» **Passage given**
================

What, they were supposed to sneak in in a cardboard box?

Credit where it's due must go to Lee's use of the gatefolds here, because he draws the action so big and bold it almost feels like the pages can't contain them without expanding outward (which is why it's such a disappointment that every other time he's used this gimmick, it's always with very boring static shots of people standing around looking at stuff) and it really does make the book feel like it'd dialed up to 11.

I could have done without Grifter paraphrasing "Whoop! (there it is)" but in fairness, this is 1993, and there was no escaping that fucking song.

Anyways, Grifter runs into their target, Richtoffen, whose design I must say (especially in light of the "Jim Lee is an awful costume designer" meme that's going around as of late) is sublime, because his consummate evil is demonstrated because he wears an eyepatch and a monocole at the same time. Seriously guys, it is the equivalent of WARBUK, it is that awesome.

But Richthoffen has an ace up his sleeve--Misery, who has some ill-defined mind-control powers and frankly mind-boggling measurements. Like all gingers, she is consummately evil and demonstrates this by beating the shit out of Grifter. The rest of the WildC.A.T.s show up and demonstrate that after the first four issues of the book have merged into an effective team by splitting up, fighting Misery, letting Warblade go off and fight Misery, leaving him behind, and then blowing up the place they were supposed to infiltrate. Our Heroes, ladies and gentlemen!

Cut to Cyberforce #1, wherein we begin with Ripclaw having a nightmare about being gutted by Warblade and engaging in an interior monologue only vaguely more coherent than the Ultimate Warrior:



See, it wasn't the same clip I use for Liefeld articles this time. In this way I reward the longtime readers of this blog.

Ripclaw demonstrates how shaken up the dream has made him, by going off to scare the shit out of and kill Velocity, because he's mad that people like Velocity better than him, I guess. It is here that we encounter a page that has gained some minor Internet meme as Ripclaw somehow manages to blather out an entire essay while jumping from a tree. Oh Chris Claremont, even when you're not here, it's like you are.

The rest of Cyberforce is all like "what the hell, Bro?" and Ripclaw is all like "Don't sass me, y'all. I'm going off to write more poetry!"

Meanwhile, Stryker goes to talk some sense into Ballistic. Ballistic kicks him in the balls after trying to kill him by throwing drinking straws at him. This was time well spent.

Meanwhile, Ripclaw's hallucinating that Warblade and Misery are trying to kill him and tries to call on the spirit of the bear. But since this is not the Chuck Norris epic Forest Warrior, he gets his ass kicked, and sits bolt upright (man, he sleeps a lot) and decides they're alive even though they're both supposed to be dead.

Back to WildC.A.T.S, where so soon after making the place they were supposed to be quietly infiltrating go kaboom, they manage to get their ship kaboomed as well (they are not good at this superhero thing at all, are they?) run into Misery, who gains a couple more superpowers thanks to plot convenience, and kidnaps Warblade. The WildC.A.T.s sit back and let it happen because they, like us, don't give a shit about Warblade either.

Misery takes Warblade to the Island of the Dead, which is an island that is also a graveyard so she can stage a fight between Warblade and Riplclaw, because the three of them had some kinda hot love triangle that ended under peculiar circumstances which you'd think the story would try to explain to us, but (SPOILER) will not because it's not that kinda party.

================

» **Data to process**
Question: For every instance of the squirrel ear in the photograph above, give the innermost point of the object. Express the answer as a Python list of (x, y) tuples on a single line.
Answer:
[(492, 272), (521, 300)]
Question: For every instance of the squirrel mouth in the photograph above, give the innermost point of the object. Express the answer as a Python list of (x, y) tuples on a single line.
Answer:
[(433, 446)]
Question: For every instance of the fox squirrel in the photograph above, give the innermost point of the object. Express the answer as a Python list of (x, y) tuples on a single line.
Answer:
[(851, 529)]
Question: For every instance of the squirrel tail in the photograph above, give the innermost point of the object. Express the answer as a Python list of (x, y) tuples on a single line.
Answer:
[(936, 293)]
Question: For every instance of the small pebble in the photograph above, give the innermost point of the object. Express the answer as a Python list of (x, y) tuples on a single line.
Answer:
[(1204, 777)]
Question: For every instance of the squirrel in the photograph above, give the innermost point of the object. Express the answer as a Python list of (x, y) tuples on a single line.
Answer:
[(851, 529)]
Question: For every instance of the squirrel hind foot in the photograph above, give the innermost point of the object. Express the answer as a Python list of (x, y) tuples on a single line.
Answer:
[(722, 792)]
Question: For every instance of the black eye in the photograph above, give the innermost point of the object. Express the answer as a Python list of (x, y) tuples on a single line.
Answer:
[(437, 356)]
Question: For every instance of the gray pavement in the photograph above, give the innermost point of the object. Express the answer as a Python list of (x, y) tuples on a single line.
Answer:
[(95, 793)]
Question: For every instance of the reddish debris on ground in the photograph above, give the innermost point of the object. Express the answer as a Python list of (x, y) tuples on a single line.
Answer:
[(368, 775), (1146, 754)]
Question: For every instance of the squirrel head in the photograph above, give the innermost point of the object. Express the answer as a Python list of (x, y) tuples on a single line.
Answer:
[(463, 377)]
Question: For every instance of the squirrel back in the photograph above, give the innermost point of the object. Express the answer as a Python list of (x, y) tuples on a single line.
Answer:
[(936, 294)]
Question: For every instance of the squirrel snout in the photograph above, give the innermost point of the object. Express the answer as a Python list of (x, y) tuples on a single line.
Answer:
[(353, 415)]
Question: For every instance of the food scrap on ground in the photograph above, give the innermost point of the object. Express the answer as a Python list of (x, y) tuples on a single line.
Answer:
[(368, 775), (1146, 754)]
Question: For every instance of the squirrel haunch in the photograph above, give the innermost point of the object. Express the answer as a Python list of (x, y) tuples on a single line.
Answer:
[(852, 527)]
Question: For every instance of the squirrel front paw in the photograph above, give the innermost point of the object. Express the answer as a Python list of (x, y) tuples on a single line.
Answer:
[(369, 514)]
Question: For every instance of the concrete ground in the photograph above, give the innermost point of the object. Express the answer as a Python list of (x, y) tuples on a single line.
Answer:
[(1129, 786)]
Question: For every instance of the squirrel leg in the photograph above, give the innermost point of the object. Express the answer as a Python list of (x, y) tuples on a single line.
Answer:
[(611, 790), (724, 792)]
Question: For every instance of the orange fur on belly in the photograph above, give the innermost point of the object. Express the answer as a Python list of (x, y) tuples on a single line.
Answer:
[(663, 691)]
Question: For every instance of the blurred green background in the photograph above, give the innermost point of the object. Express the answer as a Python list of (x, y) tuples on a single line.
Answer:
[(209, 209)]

================

» **What you need to do**
a) List every comic-book character from WildC.A.T.s and Cyberforce named in the comics review, each once.
b) From the rows, set down word for word the lines beginning with the one that contains "Question: For every instance of the squirrel haunch" and continuing through the one that contains "[(369, 514)]", both included.

» **Solutions to the exercise**
a) Grifter, Richtoffen, Misery, Warblade, Ripclaw, Velocity, Stryker, Ballistic

b)
Question: For every instance of the squirrel haunch in the photograph above, give the innermost point of the object. Express the answer as a Python list of (x, y) tuples on a single line.
Answer:
[(852, 527)]
Question: For every instance of the squirrel front paw in the photograph above, give the innermost point of the object. Express the answer as a Python list of (x, y) tuples on a single line.
Answer:
[(369, 514)]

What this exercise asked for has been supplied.